→ Selected excerpt
# Areas in Midrand



## Jolly Joker (Sep 8, 2014)

Hi everyone

I just registered here and I would appreciate some advice.

I have been living in the UK since 2005 and my wife and I are looking to move to SA. My wife is UK citizen.
At the moment, it looks like we will be settling in Midrand, but I don't know Midrand that well. What areas should we be looking at? So far, i can gather that good areas are Carlswald, Vorna Valley and Kyalami Hills, but thats all I have.

I would really appreciate some more info. 

Another option is the Randburg areas, because I know it very well. For that to work we would have to use the Gautrain, but again, I don't know how it works. Costs, functionality, reliability etc.

Please help!


----------



## Wanderer_77 (Sep 9, 2014)

Hi,

Randburg is in my opinion way better than Midrand from living point of view.Generally,Midrand offers cheaper accomodation options.A 1 bed unfurnished apartment may cost around 4000-5000 rands.I used to live in Vorna valley and there are some nice complexes there.Also gautrain has stations now both in midrand and randburg and is a good mean to travel.You can use the gumtree website to look for accomodation and google gautrain website to find out if it will suffice your daily travelling.

→ Problem statement
Continue the forum thread on areas in Midrand from its last post.

→ Provided data
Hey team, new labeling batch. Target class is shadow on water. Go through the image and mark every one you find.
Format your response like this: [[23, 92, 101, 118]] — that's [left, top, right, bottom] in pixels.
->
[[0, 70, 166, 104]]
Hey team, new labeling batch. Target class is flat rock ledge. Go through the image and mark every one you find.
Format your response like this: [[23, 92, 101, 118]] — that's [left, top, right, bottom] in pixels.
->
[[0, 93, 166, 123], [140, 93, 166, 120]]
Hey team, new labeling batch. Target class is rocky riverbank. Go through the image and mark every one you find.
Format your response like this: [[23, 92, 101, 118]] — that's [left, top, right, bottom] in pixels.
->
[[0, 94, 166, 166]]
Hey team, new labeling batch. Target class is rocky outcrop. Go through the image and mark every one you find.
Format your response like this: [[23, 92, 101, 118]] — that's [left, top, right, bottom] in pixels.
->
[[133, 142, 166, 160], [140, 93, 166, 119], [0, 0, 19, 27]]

→ Final result
You can get a monthly pass for the train and it becomes cheaper.Also,its quality is good.

Source:Used to live in Midrand


----------



## Nat.h (Feb 20, 2014)

We just made the move to SA from the UK on Sunday/Monday and are also looking at midrand. We found that taking a trip and driving round the areas helped. It depends on what kind of accommodation you are looking for


----------



## Saartjie (Mar 1, 2010)

Northcliff, Linden, Craighall Park and Greenside are nice areas in Randburg. Would definitely go for Randburg rather than Midrand. May be slightly more expensive but as always you get what you pay for. As someone else said, take a drive around and get a feel for the different areas and you will find something that suits you.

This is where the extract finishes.